#### TAREFAS A REALIZAR:
- 1) No trecho do documento, quais obstáculos a nota do Itamaraty diz que embaixadas e consulados tentam superar em negociações constantes? Liste todos.
- 2) Reescreva em forma de lista, mantendo os fatos principais, o parágrafo do trecho do documento que começa com "Quem estiver em situação de dificuldade".

#### TRECHO DO DOCUMENTO:
● ● ● ● ● ● ●
Quando percebeu que a situação começava a se complicar, ela tentou adiantar o retorno, sem sucesso. Ela conta que recebe pressão dos chefes para retornar o quanto antes ao trabalho. "Nossa vida está toda parada. Quando viemos, a situação não estava tão grave, foi logo após o Carnaval. Alguns disseram que enfrentamos todo o risco, mas este caos não estava instaurado, nem existia alerta do governo sobre isso. Em 15 dias, tudo desabou", lamenta. 

Governo afirma que atua em busca da repatriação

Procurado pela reportagem, o Itamaraty afirma que desde o início das restrições de movimentação provocadas pela pandemia de Covid-19, tem atuado para ajudar os brasileiros retidos no exterior.

"Estamos trabalhando, junto com a ANAC e o Ministério do Turismo, para superar os problemas criados pelos extensos cancelamento de voos. As embaixadas e consulados ao redor do mundo estão em negociações constantes para conseguir superar obstáculos como o fechamento do espaço aéreo, a proibição do trânsito interno e restrições severas de movimentação dentro das cidades. O Ministério das Relações Exteriores também está contratando voos fretados que permitam o retorno dos brasileiros retidos em países com absoluta interrupção dos voos comerciais", informa a nota, que não dá uma previsão sobre quando os brasileiros poderão retornar ao país de origem. No começo da pandemia, um total de 16 mil brasileiros estavam longe de casa. 

"Quem estiver em situação de dificuldade, pode solicitar ajuda ao consulado ou a embaixada em sua região, os quais buscarão, de acordo com as limitações legais existentes, dar apoio aos nacionais em situação de hipossuficiência financeira", completa o comunicado. Nesta terça-feira, os integrantes do grupo do sudeste asiático receberam mensagem da embaixada orientado a cadastrar seus nomes em uma lista por email. A lista vai identificar os passageiros que buscam a repatriação, mas seguem sem previsão de retorno.
● ● ● ● ● ● ●
#### MATERIAL:
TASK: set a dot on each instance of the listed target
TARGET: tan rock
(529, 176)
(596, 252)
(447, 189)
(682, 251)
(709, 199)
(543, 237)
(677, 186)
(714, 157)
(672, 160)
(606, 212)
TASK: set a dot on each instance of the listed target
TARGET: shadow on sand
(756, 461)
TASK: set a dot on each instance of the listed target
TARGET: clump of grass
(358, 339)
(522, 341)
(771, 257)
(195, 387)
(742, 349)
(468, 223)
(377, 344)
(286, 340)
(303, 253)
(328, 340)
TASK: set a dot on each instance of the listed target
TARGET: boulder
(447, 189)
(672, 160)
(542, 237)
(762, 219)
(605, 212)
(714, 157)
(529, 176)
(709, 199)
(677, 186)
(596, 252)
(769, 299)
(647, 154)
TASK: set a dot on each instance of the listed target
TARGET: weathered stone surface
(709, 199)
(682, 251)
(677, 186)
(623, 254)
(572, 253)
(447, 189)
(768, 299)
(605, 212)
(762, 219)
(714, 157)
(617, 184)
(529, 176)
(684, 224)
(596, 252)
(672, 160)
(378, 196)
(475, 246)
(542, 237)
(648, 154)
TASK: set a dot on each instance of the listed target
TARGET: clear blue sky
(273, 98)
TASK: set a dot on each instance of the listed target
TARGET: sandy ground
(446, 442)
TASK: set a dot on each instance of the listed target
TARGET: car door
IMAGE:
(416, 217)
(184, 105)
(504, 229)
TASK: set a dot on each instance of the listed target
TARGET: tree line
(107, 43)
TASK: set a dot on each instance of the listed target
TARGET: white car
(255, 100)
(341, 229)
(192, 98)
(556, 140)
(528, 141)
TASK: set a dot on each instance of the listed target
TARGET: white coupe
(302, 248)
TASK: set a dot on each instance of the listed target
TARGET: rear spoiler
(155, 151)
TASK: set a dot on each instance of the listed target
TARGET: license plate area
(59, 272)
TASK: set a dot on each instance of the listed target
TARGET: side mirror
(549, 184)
● ● ● ● ● ● ●
#### RESPOSTAS:
- 1)
- Fechamento do espaço aéreo
- Proibição do trânsito interno
- Restrições severas de movimentação dentro das cidades

- 2)
- Quem estiver em dificuldade pode pedir ajuda ao consulado ou à embaixada da sua região.
- Esses órgãos buscarão apoiar, dentro das limitações legais, os nacionais em situação de hipossuficiência financeira.
- Nesta terça-feira, os integrantes do grupo do sudeste asiático receberam da embaixada a orientação de cadastrar seus nomes em uma lista por email.
- A lista vai identificar os passageiros que buscam a repatriação, que seguem sem previsão de retorno.